■ **DOCUMENT**:
-- begin --
He never left the country. There were times when thousands of people followed him, but they weren't Romans, they were Jews. The people in Rome were oblivious to what was going on in Palestine when Jesus was alive.
He wasn't a rock star worldwide, no. And even in the generations immediately after, even probably for the first two centuries after Jesus, no one could have guessed that his movement would become the huge thing so that now more than a quarter of the people of the planet claim to be part of that movement because they were a persecuted minority, fed to the lions, burned at the stake, eating underground in the catacombs. I mean, it took centuries for Christianity to emerge as a significant movement.
And because of that, how would any Roman authority in the first few centuries even be able to guess that Christianity or Jesus would be important enough even to record anything about? Just this peasant walking around in Palestine. Now, despite the fact that Jesus wasn't really that big a deal outside of Palestine in his time, there are Roman historians that do mention him. They say very little, but that's partly because they knew very little in all likelihood.
But the fact that you read not much from the secular authority about Jesus is no argument whatsoever against the truthfulness of the story. The people who were there are the ones who wrote the story. They were impressed.
They became believers. And they said, other people need to know about this too. And so they wrote it.
And that's kind of how biographies end up getting written about other people too. If I read a biography of Ronald Reagan or Abraham Lincoln or Winston Churchill, I strongly suspect that the author is an admirer of the man he's writing about. I don't disqualify him to write on the subject just because he happens to admire the person that he's writing about.
If he didn't admire him, he probably wouldn't go to the trouble of doing the research to write a biography. Now, the disciples, on the other hand, who wrote the Gospels, they weren't just admirers. They were totally persuaded that Jesus was who he claimed to be.
And we find out why they were persuaded by the things they wrote, the things they heard him say and saw him do. And if anyone saw and heard those things and didn't become a believer, I'd have to wonder about their intelligence or honesty. If we ask the question, how can we know that the Bible is true? We're really saying, how can we know that the individual books of the Bible are written with true information in them? Well, the question could be asked, how do we know that anything is true? How do we know that any historical writing is true? When you read a newspaper, how do you know if that story's true or not? When you read history books, how do you know if they're true? When you get on the internet and look something up, how do you know if it's true, what you're reading? How can you know? The same ways that we would employ to test any story to know it's truth, we can apply to the stories in the Scriptures.
I would suggest four ways that we generally can determine that something is true, or at least our level of confidence in it can be very high. One is if the witnesses are competent, knowledgeable, and honest. That is the sources.
-- end --
■ **WORK TO DO**:
[A] According to the passage on Jesus, what share of the planet's people now claim to be part of his movement?
[B] Pull out the part of the passage on Jesus starting with "And that's kind" and going on through "claimed to be.", word for word.

■ **ENTRIES SHOWN**:
-- begin --
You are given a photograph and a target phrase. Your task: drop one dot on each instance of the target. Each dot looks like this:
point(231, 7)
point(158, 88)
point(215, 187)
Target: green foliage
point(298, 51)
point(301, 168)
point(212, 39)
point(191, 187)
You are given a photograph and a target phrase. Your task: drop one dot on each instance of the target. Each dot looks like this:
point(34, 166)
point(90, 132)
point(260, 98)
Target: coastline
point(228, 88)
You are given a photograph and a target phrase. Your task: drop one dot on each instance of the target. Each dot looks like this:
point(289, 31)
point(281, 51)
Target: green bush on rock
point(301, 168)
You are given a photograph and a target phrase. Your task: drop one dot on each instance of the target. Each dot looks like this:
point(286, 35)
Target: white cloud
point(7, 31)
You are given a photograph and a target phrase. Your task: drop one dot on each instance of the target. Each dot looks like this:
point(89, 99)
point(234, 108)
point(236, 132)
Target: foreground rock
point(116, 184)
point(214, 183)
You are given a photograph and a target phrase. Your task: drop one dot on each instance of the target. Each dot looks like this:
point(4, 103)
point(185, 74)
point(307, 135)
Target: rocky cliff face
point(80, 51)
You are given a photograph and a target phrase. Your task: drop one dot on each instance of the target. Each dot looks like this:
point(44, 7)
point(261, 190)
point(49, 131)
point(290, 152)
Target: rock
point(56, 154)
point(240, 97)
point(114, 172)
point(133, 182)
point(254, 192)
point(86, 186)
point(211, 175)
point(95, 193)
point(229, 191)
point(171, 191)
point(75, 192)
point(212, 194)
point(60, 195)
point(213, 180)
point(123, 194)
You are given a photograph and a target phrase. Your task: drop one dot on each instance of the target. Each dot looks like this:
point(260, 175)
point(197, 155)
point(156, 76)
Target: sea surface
-- end --
■ **SOLUTIONS PER TASK**:
[A] More than a quarter of them.

[B]
And that's kind of how biographies end up getting written about other people too. If I read a biography of Ronald Reagan or Abraham Lincoln or Winston Churchill, I strongly suspect that the author is an admirer of the man he's writing about. I don't disqualify him to write on the subject just because he happens to admire the person that he's writing about.
If he didn't admire him, he probably wouldn't go to the trouble of doing the research to write a biography. Now, the disciples, on the other hand, who wrote the Gospels, they weren't just admirers. They were totally persuaded that Jesus was who he claimed to be.